# What needs to be done:
From the records below, pull each line that has "large".

# Records supplied:

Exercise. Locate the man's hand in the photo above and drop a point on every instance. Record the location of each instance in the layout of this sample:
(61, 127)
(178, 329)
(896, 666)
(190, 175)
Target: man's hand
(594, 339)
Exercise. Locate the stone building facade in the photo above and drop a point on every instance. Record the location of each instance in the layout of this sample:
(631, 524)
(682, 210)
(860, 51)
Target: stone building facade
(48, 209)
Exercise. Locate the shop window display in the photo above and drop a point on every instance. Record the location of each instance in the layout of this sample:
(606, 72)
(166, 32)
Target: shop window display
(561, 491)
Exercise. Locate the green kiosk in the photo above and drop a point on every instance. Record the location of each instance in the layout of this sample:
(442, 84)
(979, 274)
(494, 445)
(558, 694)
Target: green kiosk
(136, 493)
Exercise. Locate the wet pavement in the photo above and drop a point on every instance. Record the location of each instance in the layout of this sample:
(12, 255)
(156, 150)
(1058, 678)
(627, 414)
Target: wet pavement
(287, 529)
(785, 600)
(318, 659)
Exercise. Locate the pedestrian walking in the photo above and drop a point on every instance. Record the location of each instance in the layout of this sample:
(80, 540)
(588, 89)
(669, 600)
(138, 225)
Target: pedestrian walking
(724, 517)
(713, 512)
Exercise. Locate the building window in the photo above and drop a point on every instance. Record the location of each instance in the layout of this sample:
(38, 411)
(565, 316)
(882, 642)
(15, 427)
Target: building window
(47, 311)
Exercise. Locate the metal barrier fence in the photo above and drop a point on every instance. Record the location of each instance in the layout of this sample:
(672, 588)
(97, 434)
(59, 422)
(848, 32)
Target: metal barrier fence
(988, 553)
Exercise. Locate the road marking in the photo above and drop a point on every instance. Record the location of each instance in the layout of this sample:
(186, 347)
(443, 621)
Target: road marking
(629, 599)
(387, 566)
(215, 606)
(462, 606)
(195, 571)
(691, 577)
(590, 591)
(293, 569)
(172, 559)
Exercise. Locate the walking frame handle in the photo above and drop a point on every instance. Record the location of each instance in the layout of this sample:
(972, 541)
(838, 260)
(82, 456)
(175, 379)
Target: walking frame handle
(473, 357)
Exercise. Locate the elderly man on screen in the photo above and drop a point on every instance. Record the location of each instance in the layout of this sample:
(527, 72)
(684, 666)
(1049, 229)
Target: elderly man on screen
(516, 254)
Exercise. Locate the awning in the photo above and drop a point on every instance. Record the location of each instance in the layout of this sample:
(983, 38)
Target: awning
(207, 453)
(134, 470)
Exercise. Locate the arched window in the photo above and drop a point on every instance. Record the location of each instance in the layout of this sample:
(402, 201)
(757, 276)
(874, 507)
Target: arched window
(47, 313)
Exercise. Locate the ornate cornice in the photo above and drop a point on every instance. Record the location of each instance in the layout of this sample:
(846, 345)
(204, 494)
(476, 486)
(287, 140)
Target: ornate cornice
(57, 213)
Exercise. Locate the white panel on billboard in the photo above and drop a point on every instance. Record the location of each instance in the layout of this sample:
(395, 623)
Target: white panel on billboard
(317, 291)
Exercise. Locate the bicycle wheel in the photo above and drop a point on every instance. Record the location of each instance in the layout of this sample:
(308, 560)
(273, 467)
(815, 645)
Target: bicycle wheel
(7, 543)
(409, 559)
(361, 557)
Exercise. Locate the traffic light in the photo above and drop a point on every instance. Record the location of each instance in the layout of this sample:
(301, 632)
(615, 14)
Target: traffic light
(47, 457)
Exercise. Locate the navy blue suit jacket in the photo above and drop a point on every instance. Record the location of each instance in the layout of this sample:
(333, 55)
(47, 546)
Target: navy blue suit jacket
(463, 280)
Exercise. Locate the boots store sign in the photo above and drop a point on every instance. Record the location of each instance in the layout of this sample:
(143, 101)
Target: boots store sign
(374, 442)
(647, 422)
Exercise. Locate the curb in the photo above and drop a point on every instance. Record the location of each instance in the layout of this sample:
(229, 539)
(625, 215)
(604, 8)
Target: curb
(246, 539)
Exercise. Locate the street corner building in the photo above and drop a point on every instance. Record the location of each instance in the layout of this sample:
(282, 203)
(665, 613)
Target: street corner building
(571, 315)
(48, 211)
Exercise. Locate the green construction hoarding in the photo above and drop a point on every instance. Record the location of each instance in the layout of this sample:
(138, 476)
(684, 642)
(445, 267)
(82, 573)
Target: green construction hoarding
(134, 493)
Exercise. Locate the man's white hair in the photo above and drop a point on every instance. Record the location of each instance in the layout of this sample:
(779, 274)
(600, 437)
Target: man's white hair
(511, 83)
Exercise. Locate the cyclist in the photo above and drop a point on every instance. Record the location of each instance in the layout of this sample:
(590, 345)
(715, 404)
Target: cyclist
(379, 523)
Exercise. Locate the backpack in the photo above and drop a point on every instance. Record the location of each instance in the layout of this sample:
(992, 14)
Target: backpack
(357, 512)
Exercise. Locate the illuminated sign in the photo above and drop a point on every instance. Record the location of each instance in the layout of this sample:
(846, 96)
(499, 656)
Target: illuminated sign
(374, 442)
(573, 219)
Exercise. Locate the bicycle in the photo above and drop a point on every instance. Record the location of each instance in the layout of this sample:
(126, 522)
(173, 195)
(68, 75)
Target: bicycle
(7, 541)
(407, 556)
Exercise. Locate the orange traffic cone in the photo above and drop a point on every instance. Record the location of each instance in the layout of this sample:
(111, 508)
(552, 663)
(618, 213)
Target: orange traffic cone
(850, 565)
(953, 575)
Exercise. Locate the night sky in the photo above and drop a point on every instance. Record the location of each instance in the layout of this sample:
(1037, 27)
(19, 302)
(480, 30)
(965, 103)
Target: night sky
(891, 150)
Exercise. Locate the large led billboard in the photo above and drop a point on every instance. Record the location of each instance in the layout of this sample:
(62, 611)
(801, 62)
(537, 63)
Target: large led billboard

# Answer:
Exercise. Locate the large led billboard in the photo above and drop a point on every instance. Record the location of each instance in the layout of this sample:
Target: large led billboard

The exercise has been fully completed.